(Collected data)

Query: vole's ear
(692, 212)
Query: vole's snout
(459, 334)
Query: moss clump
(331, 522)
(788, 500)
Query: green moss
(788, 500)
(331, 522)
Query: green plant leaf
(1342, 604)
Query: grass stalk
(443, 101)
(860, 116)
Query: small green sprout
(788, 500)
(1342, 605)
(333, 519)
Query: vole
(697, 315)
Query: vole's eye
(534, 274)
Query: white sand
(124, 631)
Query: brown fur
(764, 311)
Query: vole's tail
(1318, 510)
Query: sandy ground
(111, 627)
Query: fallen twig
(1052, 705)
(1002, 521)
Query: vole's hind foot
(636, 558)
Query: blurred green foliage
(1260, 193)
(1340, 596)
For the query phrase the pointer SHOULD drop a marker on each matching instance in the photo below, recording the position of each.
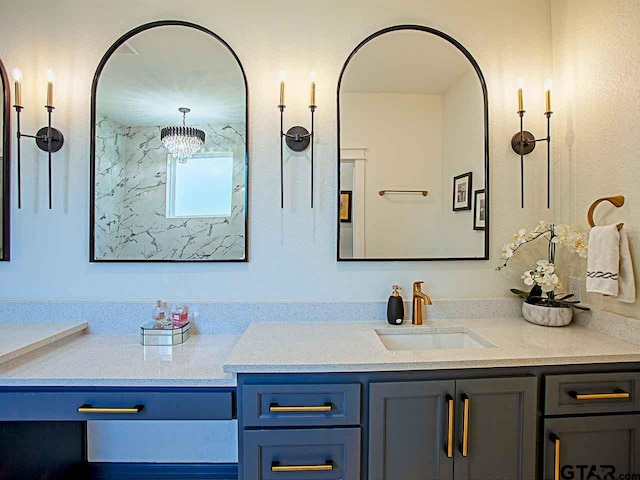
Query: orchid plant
(545, 284)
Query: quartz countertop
(355, 347)
(120, 360)
(21, 338)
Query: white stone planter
(547, 316)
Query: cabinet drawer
(592, 393)
(123, 404)
(300, 405)
(314, 454)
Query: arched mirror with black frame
(5, 167)
(413, 167)
(169, 148)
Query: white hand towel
(609, 267)
(626, 280)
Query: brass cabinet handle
(556, 466)
(317, 408)
(465, 426)
(90, 409)
(618, 394)
(327, 467)
(450, 427)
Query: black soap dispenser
(395, 307)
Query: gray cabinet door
(605, 447)
(409, 430)
(500, 424)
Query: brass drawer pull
(450, 427)
(276, 467)
(465, 426)
(317, 408)
(90, 409)
(556, 464)
(618, 394)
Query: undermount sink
(430, 339)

__EXERCISE AIM__: Render every line of the entries above as a Markdown table with the columns "No." and "Line", numbering the rows in order and skipping blank lines. Leave the pictures out.

__ANSWER TO THIS PROBLEM__:
| No. | Line |
|---|---|
| 1 | Query: vole's ear |
| 2 | (692, 212) |
| 3 | Query: vole's snout |
| 4 | (459, 334) |
| 5 | Query: moss clump |
| 6 | (331, 522) |
| 7 | (788, 500) |
| 8 | Query: green moss |
| 9 | (788, 500) |
| 10 | (331, 522) |
| 11 | Query: green plant leaf |
| 12 | (1342, 604) |
| 13 | Query: grass stalk |
| 14 | (443, 101) |
| 15 | (860, 116) |
| 16 | Query: small green sprout |
| 17 | (788, 500) |
| 18 | (1342, 605) |
| 19 | (333, 519) |
| 20 | Query: vole |
| 21 | (697, 315) |
| 22 | Query: vole's eye |
| 23 | (534, 274) |
| 24 | Query: white sand |
| 25 | (124, 631) |
| 26 | Query: brown fur |
| 27 | (764, 311) |
| 28 | Query: vole's tail |
| 29 | (1318, 510) |
| 30 | Query: sandy ground |
| 31 | (111, 627) |
| 32 | Query: fallen twig |
| 33 | (1052, 705) |
| 34 | (1002, 521) |
| 35 | Query: vole's hind foot |
| 36 | (636, 558) |
| 37 | Query: blurred green foliage |
| 38 | (1260, 193) |
| 39 | (1340, 596) |
| 40 | For the query phrase the pointer SHOULD drop a marker on each matching instance in the photo below, recording the position of each. |
| 41 | Query: orchid plant |
| 42 | (545, 284) |
| 43 | Query: quartz countertop |
| 44 | (355, 347) |
| 45 | (120, 360) |
| 46 | (21, 338) |
| 47 | Query: white stone planter |
| 48 | (547, 316) |
| 49 | Query: cabinet drawer |
| 50 | (592, 393) |
| 51 | (123, 404) |
| 52 | (300, 405) |
| 53 | (314, 454) |
| 54 | Query: arched mirror with black frame |
| 55 | (5, 167) |
| 56 | (413, 167) |
| 57 | (169, 148) |
| 58 | Query: white hand towel |
| 59 | (609, 267) |
| 60 | (626, 280) |
| 61 | Query: brass cabinet handle |
| 62 | (556, 466) |
| 63 | (317, 408) |
| 64 | (465, 426) |
| 65 | (90, 409) |
| 66 | (618, 394) |
| 67 | (327, 467) |
| 68 | (450, 427) |
| 69 | Query: black soap dispenser |
| 70 | (395, 307) |
| 71 | Query: gray cabinet door |
| 72 | (605, 447) |
| 73 | (409, 430) |
| 74 | (500, 424) |
| 75 | Query: brass drawer pull |
| 76 | (450, 427) |
| 77 | (276, 467) |
| 78 | (465, 426) |
| 79 | (317, 408) |
| 80 | (90, 409) |
| 81 | (556, 464) |
| 82 | (618, 394) |
| 83 | Query: undermount sink |
| 84 | (430, 339) |